→ **Your assignment**:
Repeat the data exactly, so that every line matches the original.

-------------------------

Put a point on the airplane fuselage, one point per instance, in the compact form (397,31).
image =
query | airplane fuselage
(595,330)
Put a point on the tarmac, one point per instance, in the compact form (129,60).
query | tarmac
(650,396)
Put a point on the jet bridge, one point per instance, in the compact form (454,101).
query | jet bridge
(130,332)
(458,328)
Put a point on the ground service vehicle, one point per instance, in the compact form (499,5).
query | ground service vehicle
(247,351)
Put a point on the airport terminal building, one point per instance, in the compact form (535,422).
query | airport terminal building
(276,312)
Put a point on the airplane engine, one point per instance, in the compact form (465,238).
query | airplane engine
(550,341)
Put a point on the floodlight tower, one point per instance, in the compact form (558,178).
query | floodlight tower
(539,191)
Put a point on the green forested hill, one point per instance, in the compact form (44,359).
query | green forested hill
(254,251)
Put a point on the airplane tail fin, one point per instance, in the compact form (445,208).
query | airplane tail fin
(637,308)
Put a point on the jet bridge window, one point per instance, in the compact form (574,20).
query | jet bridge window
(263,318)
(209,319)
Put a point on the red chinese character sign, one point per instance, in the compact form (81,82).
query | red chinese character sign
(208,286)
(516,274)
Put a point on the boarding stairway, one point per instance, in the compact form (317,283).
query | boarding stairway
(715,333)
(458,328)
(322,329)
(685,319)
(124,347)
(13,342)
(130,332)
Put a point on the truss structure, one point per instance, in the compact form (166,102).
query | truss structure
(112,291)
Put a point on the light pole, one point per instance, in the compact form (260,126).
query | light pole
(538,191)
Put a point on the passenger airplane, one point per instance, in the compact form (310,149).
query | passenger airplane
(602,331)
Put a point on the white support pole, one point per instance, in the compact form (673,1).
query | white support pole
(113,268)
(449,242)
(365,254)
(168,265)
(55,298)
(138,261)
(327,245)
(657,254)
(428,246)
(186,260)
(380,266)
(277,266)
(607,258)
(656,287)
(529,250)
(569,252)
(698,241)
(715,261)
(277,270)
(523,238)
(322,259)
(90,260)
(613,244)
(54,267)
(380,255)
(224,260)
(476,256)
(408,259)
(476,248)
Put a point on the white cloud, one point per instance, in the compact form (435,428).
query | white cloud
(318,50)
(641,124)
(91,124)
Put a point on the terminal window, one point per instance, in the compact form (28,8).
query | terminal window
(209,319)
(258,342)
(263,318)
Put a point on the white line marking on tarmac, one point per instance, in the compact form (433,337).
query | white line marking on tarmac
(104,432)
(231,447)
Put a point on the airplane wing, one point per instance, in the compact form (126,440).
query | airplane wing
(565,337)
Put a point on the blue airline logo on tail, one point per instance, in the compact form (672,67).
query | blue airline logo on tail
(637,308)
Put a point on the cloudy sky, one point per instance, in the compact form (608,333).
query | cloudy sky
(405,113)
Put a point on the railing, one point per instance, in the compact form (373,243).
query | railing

-------------------------

→ **Solution**:
Put a point on the airplane fuselage, one point per instance, in the compact form (397,31).
image =
query | airplane fuselage
(595,330)
Put a point on the tarmac, one point per instance, in the compact form (129,60).
query | tarmac
(650,396)
Put a point on the jet bridge, one point per instance, in the compact form (454,101).
query | jet bridge
(130,332)
(458,328)
Put a point on the ground service vehicle, one point per instance, in the compact form (499,5).
query | ground service vehicle
(247,351)
Put a point on the airport terminal building, one point per instance, in the compact form (535,422).
query | airport terminal building
(276,312)
Put a point on the airplane engine, one point per instance, in the compact form (465,238).
query | airplane engine
(550,341)
Put a point on the floodlight tower, one point per instance, in the compact form (558,178).
query | floodlight tower
(539,191)
Put a point on the green forested hill, one point per instance, in the compact form (44,359).
query | green forested hill
(254,251)
Put a point on the airplane tail fin, one point per instance, in the compact form (445,208).
query | airplane tail fin
(637,308)
Put a point on the jet bridge window, one point per instance, in the compact form (574,20).
query | jet bridge window
(263,318)
(209,319)
Put a point on the red chinese character sign, one point per instance, in the compact form (81,82).
query | red chinese character sign
(208,286)
(516,274)
Put a point on the boarding stairway, one point per instance, in the compact form (317,283).
query | boarding stairway
(715,333)
(458,328)
(322,329)
(685,319)
(124,347)
(13,342)
(130,332)
Put a point on the truss structure, one point per instance, in the compact form (166,102).
query | truss structure
(112,291)
Put a point on the light pole, one point per instance, in the compact form (260,126).
query | light pole
(538,191)
Put a point on the passenger airplane, one point per instance, in the compact form (310,149).
query | passenger airplane
(602,331)
Put a point on the white support pole, one point per instance, in the compact form (673,1).
query | white support pole
(113,268)
(449,242)
(365,254)
(168,265)
(55,298)
(138,261)
(327,245)
(657,254)
(428,246)
(186,260)
(380,266)
(277,266)
(607,258)
(656,287)
(529,250)
(569,252)
(698,241)
(715,261)
(277,270)
(523,238)
(322,259)
(90,260)
(613,244)
(54,267)
(380,255)
(224,260)
(476,256)
(408,259)
(476,248)
Put a point on the white cloud, one point per instance, in the compact form (435,428).
query | white cloud
(318,50)
(641,124)
(91,124)
Put a point on the terminal window, one point per instance, in the compact form (28,8).
query | terminal window
(209,319)
(258,342)
(263,318)
Put a point on the white line marking on tarmac, one point per instance, in the compact form (433,337).
query | white line marking on tarmac
(104,432)
(231,447)
Put a point on the airplane wing, one point per instance, in the compact form (126,440).
query | airplane wing
(565,337)
Put a point on the blue airline logo on tail, one point per instance, in the compact form (672,67).
query | blue airline logo on tail
(637,308)
Put a point on the cloudy sky, one point per instance, in the compact form (608,333).
query | cloudy sky
(405,113)
Put a point on the railing, one point per instance, in the compact form (373,243).
query | railing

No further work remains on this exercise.